Fragmento de origen =>
San Felipe del Progreso. Vivir en el siglo XVII

REPORTAJE.- La Crónica de Chihuahua


San Felipe del Progreso. Vivir en el siglo XVII

La Crónica de Chihuahua
Febrero de 2015, 18:34 pm

/facebook @twitterBlanca Padilla

La marginación y el atraso de las comunidades indígenas son una realidad no superada en el Estado de México (Edomex), donde más del 70 por ciento de esta población vive en la pobreza, el 34 por ciento padece rezago educativo, el 24 por ciento no tiene acceso a los servicios de salud, el 81 por ciento carece de seguridad social, el 34 por ciento no cuenta con viviendas dignas, el 37 por ciento no tiene servicios básicos y el 34 por ciento padece hambre, de acuerdo con el Consejo Nacional de Evaluación de la Política de Desarrollo (Coneval 2010).

Los pueblos originales del Edomex pertenecen a las etnias mazahua, otomí, nahua, tlahuica y matlatzinca, están distribuidos en 48 municipios rurales de las regiones poniente, norte y sur del estado y representan el 60 por ciento de la población indígena en la entidad. El 40 por ciento restante son indígenas migrantes de otras entidades que viven principalmente en la zona metropolitana de la Ciudad de México.

El tiempo se detuvo

En la zona mazahua (San Felipe del Progreso, San José del Rincón, Atlacomulco y Almoloya de Juárez), al norponiente de la entidad, vive la mayor parte de los indígenas mexiquenses; ahí, el siglo XXI se diluye en cuanto el autobús llega a la polvorienta terminal de San Felipe del Progreso, que está a un lado del mercado público.

El tiempo retrocede. Trasladarse de la cabecera municipal a las comunidades implica muchísimo tiempo; no están más que a unos cuantos kilómetros, pero para llegar a ellas hay que pagar taxis, que cobran entre 10 y 100 pesos, según la distancia, o abordar los lentos camiones suburbanos.

Ésta es la razón porque la que la mayoría de las personas salen de sus comunidades cada una o dos semanas para ir al mercado de San Felipe del Progreso a comprar jabón, aceite, azúcar y otros artículos que no encuentran en su comunidad.

Para los extraños, estos viajes no son sólo territoriales, sino temporales o históricos, porque dan la impresión de que se transportan de una época a otra. En las comunidades, uno puede sentir que está en la Edad Media, la Colonia española, a principios del siglo XX o al menos 50 años atrás.

Hay pequeñas casitas ubicadas en medio de una milpa en rastrojo; bueyes que pastan con toda calma y mujeres que lavan ropa en improvisados lavaderos instalados en arroyos y represas. Tal es el caso de doña Catalina, que utiliza para lavar una carretilla.

Tarea asignada => Según el reportaje sobre San Felipe del Progreso, ¿por qué la mayoría de las personas sale de sus comunidades solo cada una o dos semanas para ir al mercado de la cabecera municipal? Responda en una a tres oraciones.

Listado proporcionado =>
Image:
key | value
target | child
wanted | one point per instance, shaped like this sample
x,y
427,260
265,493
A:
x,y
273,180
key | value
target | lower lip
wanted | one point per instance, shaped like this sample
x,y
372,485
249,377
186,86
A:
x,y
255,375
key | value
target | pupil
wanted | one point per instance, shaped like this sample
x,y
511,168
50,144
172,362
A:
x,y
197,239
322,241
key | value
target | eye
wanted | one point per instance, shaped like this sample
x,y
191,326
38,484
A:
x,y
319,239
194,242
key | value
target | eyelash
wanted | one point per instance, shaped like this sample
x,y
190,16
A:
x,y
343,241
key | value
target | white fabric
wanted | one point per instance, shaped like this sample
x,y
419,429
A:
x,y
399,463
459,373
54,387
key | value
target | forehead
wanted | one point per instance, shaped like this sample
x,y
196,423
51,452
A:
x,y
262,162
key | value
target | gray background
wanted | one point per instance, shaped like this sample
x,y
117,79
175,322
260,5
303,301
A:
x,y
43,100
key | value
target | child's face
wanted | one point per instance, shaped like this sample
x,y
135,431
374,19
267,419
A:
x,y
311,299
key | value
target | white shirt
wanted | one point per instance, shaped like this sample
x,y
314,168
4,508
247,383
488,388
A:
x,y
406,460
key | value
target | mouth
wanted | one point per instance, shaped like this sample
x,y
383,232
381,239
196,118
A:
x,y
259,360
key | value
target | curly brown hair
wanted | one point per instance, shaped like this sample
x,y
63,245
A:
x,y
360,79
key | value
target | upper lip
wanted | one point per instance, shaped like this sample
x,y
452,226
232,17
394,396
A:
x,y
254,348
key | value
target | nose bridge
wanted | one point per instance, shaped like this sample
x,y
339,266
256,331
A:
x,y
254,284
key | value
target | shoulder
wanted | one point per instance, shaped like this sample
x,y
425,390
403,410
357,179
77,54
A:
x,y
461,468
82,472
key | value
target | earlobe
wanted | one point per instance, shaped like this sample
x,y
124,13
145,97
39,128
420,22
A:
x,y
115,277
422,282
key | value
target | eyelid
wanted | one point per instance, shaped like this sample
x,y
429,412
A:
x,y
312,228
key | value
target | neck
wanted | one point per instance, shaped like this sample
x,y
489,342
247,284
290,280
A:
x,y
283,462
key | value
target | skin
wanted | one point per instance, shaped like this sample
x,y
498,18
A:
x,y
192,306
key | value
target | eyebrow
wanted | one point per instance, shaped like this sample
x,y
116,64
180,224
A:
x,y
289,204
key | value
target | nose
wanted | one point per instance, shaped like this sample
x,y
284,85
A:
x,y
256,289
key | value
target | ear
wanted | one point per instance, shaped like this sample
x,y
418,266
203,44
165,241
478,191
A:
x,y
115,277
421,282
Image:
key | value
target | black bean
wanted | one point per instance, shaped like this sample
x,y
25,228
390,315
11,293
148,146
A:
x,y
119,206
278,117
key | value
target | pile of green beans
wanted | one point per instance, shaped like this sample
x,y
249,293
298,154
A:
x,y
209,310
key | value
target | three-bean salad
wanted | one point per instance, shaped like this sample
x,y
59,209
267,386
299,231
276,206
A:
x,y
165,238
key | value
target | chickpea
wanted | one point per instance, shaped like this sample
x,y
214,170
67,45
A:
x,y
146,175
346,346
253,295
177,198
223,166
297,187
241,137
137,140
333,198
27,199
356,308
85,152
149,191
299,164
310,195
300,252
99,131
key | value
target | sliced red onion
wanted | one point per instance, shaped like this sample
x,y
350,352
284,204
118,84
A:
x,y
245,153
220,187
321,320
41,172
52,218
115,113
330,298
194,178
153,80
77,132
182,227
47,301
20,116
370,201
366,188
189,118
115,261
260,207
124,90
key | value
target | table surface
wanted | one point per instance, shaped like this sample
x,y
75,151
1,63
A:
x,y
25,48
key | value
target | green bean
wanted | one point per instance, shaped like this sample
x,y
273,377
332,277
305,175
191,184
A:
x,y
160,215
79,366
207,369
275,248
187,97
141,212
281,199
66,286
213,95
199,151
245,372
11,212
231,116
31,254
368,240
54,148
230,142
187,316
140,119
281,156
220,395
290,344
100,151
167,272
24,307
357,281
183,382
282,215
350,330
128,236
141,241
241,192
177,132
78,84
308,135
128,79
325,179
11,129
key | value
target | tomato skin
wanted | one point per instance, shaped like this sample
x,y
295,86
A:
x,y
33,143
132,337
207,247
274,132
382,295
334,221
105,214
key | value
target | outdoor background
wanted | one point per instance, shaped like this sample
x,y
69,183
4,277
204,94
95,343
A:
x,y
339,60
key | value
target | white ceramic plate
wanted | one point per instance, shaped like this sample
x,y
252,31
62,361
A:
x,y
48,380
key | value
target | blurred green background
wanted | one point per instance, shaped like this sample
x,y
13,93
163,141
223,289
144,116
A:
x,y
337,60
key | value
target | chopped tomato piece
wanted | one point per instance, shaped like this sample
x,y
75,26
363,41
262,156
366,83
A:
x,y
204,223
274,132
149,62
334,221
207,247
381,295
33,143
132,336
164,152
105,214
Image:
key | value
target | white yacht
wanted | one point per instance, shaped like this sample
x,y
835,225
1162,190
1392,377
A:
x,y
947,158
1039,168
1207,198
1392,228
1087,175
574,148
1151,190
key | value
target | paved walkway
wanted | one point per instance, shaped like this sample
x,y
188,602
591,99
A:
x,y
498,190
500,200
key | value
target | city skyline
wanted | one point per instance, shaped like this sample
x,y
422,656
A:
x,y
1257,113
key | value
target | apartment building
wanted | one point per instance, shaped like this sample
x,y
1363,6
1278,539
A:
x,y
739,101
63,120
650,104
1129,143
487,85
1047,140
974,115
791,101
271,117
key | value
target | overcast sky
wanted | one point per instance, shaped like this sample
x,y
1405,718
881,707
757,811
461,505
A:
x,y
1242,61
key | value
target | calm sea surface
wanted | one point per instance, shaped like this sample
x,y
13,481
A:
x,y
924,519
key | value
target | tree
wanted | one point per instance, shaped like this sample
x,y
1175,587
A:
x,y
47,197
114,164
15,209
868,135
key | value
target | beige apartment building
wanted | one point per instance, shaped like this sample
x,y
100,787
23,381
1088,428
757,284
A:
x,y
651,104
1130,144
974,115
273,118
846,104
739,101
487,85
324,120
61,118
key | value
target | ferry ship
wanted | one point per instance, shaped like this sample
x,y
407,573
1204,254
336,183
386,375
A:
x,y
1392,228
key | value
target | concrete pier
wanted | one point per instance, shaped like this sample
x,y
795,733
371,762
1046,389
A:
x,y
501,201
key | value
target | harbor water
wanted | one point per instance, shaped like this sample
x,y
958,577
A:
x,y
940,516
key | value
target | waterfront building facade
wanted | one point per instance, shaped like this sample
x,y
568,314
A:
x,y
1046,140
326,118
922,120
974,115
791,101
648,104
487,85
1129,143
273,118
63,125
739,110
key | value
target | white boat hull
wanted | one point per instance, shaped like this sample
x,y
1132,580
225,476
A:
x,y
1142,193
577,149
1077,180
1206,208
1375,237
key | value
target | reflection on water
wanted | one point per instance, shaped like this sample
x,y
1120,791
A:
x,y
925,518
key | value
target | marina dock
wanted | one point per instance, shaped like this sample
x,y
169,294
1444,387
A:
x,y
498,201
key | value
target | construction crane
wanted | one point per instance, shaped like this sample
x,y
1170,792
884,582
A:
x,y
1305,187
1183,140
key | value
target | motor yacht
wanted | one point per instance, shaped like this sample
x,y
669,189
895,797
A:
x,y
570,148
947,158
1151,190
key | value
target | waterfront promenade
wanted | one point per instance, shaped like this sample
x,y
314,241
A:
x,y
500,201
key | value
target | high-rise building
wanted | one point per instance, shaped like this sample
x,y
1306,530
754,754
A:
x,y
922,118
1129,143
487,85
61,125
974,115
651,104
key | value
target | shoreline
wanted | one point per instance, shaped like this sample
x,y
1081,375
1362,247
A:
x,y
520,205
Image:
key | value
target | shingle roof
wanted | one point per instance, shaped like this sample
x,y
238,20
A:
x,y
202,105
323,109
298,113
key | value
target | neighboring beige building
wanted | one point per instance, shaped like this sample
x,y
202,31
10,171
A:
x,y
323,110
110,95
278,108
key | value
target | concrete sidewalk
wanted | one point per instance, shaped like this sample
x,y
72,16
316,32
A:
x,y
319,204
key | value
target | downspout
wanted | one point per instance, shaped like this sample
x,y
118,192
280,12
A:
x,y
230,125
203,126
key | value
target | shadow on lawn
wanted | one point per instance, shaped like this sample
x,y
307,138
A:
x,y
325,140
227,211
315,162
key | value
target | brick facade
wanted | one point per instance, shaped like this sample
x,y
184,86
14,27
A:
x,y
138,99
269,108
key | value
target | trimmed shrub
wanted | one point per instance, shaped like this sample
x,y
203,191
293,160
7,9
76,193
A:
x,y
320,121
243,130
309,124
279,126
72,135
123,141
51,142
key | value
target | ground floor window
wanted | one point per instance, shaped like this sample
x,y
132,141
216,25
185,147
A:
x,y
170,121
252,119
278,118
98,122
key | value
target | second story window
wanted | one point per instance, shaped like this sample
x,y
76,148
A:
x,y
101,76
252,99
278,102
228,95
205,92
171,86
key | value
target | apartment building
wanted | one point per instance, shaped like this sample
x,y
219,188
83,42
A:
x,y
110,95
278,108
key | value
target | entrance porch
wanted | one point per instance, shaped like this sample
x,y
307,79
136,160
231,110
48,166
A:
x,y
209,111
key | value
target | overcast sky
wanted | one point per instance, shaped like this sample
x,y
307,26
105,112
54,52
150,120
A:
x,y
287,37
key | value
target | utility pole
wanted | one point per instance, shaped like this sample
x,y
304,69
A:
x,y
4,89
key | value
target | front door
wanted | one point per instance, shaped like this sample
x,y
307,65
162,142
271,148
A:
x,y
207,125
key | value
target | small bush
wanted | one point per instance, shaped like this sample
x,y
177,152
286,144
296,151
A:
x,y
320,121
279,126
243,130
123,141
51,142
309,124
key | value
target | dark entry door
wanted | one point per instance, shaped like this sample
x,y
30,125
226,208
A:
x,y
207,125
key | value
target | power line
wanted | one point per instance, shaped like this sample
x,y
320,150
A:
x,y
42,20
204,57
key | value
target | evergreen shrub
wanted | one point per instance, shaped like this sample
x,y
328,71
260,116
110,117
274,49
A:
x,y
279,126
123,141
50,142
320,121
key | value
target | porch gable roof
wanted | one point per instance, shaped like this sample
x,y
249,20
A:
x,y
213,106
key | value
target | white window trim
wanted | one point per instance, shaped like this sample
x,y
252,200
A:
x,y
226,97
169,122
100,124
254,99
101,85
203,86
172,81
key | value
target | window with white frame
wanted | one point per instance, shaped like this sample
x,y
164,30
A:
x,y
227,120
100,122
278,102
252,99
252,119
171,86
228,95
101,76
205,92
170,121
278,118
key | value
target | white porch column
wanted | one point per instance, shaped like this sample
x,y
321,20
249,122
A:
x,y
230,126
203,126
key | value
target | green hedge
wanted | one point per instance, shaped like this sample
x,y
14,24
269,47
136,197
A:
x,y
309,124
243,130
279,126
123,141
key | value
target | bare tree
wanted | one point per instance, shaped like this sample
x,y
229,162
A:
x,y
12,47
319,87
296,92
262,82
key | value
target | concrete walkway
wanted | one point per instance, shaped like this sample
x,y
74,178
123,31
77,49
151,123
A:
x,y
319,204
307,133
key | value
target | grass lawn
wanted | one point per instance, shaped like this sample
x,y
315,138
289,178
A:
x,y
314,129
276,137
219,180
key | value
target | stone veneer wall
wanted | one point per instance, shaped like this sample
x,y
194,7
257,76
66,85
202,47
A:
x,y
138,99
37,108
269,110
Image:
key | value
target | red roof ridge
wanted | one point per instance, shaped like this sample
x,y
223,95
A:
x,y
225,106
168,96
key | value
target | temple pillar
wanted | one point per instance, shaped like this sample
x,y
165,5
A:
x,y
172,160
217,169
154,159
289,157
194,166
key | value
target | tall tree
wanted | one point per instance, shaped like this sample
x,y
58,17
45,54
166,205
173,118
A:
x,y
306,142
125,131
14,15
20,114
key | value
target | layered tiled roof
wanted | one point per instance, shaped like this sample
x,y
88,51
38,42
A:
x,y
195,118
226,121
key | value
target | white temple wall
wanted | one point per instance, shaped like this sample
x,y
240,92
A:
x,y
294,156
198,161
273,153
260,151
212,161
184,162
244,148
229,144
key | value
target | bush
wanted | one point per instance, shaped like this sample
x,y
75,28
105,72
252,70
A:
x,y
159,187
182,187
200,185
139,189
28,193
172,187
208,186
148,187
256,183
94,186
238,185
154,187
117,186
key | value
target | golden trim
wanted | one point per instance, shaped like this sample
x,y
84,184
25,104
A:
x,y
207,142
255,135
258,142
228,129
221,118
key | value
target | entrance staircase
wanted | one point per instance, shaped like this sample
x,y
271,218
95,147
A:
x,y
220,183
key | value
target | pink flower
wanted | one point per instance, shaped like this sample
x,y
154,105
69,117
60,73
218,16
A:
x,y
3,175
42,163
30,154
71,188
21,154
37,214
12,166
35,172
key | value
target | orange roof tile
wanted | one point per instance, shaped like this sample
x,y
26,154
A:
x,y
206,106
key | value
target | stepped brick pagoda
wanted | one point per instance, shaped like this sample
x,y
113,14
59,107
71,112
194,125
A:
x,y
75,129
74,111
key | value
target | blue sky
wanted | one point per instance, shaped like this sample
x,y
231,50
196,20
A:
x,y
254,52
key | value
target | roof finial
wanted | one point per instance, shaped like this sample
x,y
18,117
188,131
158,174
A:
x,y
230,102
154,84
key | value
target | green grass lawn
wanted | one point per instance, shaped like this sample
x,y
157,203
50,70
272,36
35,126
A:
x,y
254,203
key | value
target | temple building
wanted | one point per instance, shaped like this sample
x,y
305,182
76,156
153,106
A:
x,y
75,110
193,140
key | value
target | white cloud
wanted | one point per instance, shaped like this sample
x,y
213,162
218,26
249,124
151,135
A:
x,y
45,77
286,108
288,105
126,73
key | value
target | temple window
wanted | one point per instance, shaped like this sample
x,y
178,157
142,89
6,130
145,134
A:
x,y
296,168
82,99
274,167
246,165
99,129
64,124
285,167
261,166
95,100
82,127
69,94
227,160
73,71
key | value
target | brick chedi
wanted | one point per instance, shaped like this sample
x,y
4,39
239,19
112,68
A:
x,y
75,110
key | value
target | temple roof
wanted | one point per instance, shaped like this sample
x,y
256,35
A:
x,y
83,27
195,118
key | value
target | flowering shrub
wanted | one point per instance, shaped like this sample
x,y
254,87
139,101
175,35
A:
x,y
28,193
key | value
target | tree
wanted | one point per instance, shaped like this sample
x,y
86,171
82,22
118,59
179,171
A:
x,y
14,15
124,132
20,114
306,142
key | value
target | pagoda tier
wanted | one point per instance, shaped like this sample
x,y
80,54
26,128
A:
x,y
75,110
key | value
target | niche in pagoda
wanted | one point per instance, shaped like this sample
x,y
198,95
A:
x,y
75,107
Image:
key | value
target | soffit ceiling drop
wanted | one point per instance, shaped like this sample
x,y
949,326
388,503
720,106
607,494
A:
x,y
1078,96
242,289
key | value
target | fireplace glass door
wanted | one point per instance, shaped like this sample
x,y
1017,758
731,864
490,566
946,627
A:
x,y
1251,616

Respuesta => Trasladarse de la cabecera municipal a las comunidades, y de vuelta, requiere muchísimo tiempo. Aunque se encuentran a unos cuantos kilómetros, hay que pagar taxis que cobran entre 10 y 100 pesos, según la distancia, o tomar los lentos camiones suburbanos. En esos viajes las personas compran jabón, aceite, azúcar y otros artículos que no encuentran en su comunidad.